TASK TO COMPLETE: Rewrite the records from their start through the line containing "pixel 426 178", both ends included and requests kept, scaling every pixel coordinate in the answers by 2.6 and rounding to whole numbers, with halves rounded up. Keep the sample coordinates in the requests unchanged, and leave the pictures out.

DATA:
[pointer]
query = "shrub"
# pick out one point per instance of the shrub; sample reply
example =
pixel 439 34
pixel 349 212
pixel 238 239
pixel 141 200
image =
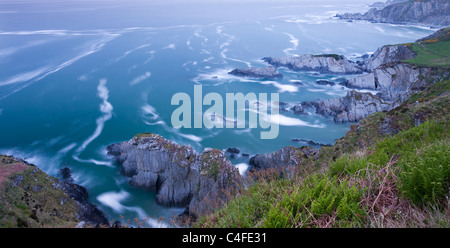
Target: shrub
pixel 426 178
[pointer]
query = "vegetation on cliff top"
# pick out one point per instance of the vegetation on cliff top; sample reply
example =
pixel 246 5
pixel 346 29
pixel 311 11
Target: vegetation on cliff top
pixel 31 198
pixel 390 170
pixel 433 51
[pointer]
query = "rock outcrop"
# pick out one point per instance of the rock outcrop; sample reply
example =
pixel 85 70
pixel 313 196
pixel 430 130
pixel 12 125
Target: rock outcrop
pixel 388 54
pixel 285 157
pixel 435 13
pixel 269 72
pixel 87 212
pixel 396 82
pixel 355 106
pixel 325 63
pixel 179 175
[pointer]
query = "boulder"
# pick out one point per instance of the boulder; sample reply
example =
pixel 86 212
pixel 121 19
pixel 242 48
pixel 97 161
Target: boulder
pixel 180 176
pixel 326 63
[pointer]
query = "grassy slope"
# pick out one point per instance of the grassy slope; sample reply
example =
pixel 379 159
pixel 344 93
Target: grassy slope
pixel 30 198
pixel 365 180
pixel 433 52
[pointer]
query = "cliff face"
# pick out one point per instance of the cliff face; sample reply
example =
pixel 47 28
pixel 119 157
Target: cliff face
pixel 431 12
pixel 388 54
pixel 269 72
pixel 331 63
pixel 179 175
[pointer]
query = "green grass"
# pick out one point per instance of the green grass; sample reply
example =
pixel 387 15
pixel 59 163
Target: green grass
pixel 435 54
pixel 364 180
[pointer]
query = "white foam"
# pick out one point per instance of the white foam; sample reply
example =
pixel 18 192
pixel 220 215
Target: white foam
pixel 282 87
pixel 140 78
pixel 242 167
pixel 67 148
pixel 191 137
pixel 170 46
pixel 112 199
pixel 282 120
pixel 38 74
pixel 92 161
pixel 130 51
pixel 294 41
pixel 106 108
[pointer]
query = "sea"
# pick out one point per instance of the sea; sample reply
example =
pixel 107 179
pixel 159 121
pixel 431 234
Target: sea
pixel 76 76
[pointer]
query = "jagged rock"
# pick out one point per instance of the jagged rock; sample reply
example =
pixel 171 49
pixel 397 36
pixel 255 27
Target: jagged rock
pixel 269 72
pixel 325 82
pixel 233 150
pixel 309 142
pixel 298 109
pixel 178 174
pixel 396 82
pixel 355 106
pixel 284 157
pixel 431 12
pixel 331 63
pixel 388 54
pixel 87 212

COMPLETED EXERCISE:
[pointer]
query = "shrub"
# pick out one point per instance of the shrub; sample reply
example =
pixel 439 34
pixel 349 212
pixel 238 239
pixel 141 200
image =
Target: shrub
pixel 1108 463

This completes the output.